### SUPPLIED DATA
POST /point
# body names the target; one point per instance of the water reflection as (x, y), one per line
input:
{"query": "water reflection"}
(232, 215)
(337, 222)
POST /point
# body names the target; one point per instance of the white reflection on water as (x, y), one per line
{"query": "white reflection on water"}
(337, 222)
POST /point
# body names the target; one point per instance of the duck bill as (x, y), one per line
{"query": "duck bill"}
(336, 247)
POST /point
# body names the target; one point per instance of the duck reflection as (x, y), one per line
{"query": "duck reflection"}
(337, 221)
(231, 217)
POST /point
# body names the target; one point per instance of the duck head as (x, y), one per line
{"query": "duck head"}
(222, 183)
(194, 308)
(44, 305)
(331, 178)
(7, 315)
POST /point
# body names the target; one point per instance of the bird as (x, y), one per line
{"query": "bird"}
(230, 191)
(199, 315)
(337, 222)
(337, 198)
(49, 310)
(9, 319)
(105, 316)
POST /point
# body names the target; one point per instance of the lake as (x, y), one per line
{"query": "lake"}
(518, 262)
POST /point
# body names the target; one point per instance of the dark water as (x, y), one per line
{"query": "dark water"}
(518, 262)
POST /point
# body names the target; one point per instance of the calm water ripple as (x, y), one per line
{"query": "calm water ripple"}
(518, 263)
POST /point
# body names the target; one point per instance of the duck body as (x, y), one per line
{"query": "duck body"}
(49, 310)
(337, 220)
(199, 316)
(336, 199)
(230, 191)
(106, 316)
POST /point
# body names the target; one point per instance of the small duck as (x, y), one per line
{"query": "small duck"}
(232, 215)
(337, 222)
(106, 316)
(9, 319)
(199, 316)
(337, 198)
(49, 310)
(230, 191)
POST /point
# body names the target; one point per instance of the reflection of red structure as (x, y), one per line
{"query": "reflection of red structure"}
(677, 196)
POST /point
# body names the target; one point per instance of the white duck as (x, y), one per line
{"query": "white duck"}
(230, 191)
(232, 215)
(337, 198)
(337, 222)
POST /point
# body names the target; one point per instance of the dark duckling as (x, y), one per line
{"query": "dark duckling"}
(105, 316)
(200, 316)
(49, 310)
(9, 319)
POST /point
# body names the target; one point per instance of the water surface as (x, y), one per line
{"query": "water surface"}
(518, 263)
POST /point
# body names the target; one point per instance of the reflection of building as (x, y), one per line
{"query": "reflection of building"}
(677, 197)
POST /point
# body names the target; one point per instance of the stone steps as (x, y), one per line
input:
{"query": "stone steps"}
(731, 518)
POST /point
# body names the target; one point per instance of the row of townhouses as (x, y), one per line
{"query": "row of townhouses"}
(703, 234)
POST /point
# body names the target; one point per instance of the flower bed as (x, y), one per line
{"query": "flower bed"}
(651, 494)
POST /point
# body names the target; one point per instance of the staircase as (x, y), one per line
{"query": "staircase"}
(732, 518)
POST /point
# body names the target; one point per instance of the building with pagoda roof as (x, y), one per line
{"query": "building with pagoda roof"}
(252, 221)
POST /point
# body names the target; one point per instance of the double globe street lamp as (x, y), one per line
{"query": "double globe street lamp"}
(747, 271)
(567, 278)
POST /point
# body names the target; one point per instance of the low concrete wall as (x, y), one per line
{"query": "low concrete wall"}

### WHAT TO PRODUCE
Pick out each line of the records that contains the word "building".

### ANSWER TO THE PROBLEM
# body names the target; one point per instance of the reflection of building as (x, y), one per line
{"query": "reflection of building"}
# body names the target; one point per instance of the building with pagoda roof as (x, y), one per line
{"query": "building with pagoda roof"}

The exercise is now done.